[Dataset excerpt]
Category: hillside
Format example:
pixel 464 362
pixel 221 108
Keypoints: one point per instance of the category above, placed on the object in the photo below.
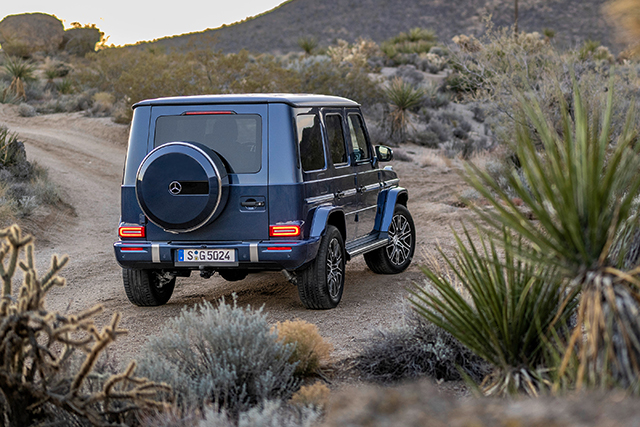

» Aim of the task
Switch every "pixel" in the records to "point" and reproduce the lines with nothing else altered. Omit the pictures from the answer.

» The result
Category: hillside
Format example:
point 464 362
point 221 108
Keypoints: one point per instance of the category above, placed on the object in the photo below.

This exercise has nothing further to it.